Passage shown

· · · · ·

God used my friend to help me get through one of the most diffuclt (and wonderful) times of my life. I am thankful she opened up to me about  personal issues that brought her off the pedastal I had placed her on. She’s normal just like me. We may struggle with different specifics, but the end result is the same. We’re both redeemed children of God on the same journey through His school of transformation.

I am also thankful she doesn’t preach at me. Even when I was deeply distressed, on the verge of suicide, she never preached to me. The only thing she did was ask to spend time with me in fellowship. Over the past 6 weeks we have grown closer as friends, but I’ve also experienced life in the family of God as it was meant to be; transparency, openness, truth, and encouragement. Through us our kids have learned what authentic relationship looks like. They pray together before lunch, play together in the sun, and worship together in church. (Mother’s Day was interesting with 4 kids ages 5 and under and 3 adults trying to mainatin order during the sermon.) I love her kids as if they were my own, and I know she feels the same about mine.

· · · · ·

Objectives
1) According to the friendship passage, what do the children do together before lunch?
2) Repeat the friendship passage word for word, from "God used my" up to and including "school of transformation.".
The lines after the friendship passage have no connection to it.

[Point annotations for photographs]

· · · · ·

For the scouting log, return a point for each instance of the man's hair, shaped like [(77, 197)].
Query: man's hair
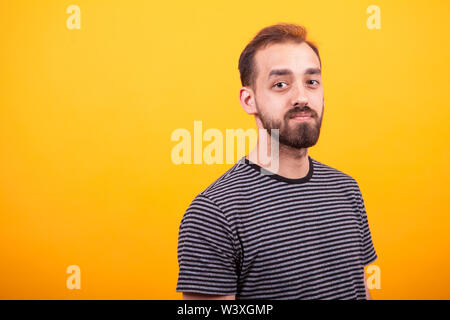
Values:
[(277, 33)]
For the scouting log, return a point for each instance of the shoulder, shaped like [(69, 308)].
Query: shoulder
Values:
[(231, 183), (330, 174)]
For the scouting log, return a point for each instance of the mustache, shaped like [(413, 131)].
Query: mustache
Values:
[(295, 110)]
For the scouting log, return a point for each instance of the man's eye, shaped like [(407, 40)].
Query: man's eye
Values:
[(278, 84)]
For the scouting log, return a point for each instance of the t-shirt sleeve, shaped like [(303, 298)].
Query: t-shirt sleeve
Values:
[(369, 254), (207, 257)]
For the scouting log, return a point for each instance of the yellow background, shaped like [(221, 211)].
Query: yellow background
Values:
[(86, 118)]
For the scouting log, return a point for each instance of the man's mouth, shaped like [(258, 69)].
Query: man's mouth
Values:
[(302, 116)]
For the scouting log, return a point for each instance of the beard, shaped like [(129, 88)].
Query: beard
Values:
[(297, 135)]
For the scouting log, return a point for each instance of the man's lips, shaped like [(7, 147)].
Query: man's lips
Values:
[(302, 116)]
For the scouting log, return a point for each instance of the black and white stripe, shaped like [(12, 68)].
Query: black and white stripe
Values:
[(262, 236)]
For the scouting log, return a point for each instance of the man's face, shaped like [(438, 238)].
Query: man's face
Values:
[(288, 86)]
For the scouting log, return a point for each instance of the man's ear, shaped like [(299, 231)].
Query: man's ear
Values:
[(247, 100)]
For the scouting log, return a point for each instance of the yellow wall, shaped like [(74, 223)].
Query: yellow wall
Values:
[(86, 118)]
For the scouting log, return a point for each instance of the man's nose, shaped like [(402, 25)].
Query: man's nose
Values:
[(299, 96)]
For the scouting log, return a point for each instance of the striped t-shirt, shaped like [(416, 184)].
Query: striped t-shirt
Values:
[(264, 236)]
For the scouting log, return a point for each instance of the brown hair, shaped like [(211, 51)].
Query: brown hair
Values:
[(278, 33)]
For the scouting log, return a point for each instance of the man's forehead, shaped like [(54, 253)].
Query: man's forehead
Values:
[(297, 57)]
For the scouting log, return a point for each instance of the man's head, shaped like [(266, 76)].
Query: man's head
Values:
[(281, 77)]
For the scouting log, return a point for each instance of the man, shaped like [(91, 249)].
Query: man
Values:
[(298, 233)]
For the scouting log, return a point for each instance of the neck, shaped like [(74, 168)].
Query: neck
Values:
[(292, 163)]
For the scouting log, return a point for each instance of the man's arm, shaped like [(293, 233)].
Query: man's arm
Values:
[(200, 296), (367, 290)]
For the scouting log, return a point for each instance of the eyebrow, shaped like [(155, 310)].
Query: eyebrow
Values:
[(283, 72)]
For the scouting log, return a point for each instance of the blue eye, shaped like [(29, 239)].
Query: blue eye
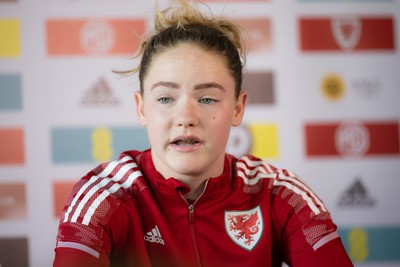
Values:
[(164, 100), (207, 101)]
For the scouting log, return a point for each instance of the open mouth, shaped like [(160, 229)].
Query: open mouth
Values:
[(186, 142)]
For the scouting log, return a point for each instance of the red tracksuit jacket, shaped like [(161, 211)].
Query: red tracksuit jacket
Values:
[(124, 213)]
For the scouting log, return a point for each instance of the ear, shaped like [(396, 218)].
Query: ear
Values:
[(139, 108), (239, 109)]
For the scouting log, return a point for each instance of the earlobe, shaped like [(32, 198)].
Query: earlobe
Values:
[(239, 109), (139, 108)]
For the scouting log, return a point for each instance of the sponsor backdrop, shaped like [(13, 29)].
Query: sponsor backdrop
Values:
[(323, 77)]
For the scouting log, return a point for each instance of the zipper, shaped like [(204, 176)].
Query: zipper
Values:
[(193, 234), (191, 219)]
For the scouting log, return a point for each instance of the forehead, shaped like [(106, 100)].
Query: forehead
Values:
[(188, 63)]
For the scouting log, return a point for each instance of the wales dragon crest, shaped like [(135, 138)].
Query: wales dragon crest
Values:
[(244, 227)]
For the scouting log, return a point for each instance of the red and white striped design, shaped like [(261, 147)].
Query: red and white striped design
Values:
[(126, 174), (252, 169)]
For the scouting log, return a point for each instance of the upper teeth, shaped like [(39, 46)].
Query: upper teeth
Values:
[(186, 142)]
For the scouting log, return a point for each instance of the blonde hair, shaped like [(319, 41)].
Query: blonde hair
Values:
[(185, 23)]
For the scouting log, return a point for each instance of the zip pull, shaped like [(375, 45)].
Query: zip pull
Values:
[(191, 213)]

· · · · ·

Solutions in order
1) They pray together.

2)
God used my friend to help me get through one of the most diffuclt (and wonderful) times of my life. I am thankful she opened up to me about  personal issues that brought her off the pedastal I had placed her on. She’s normal just like me. We may struggle with different specifics, but the end result is the same. We’re both redeemed children of God on the same journey through His school of transformation.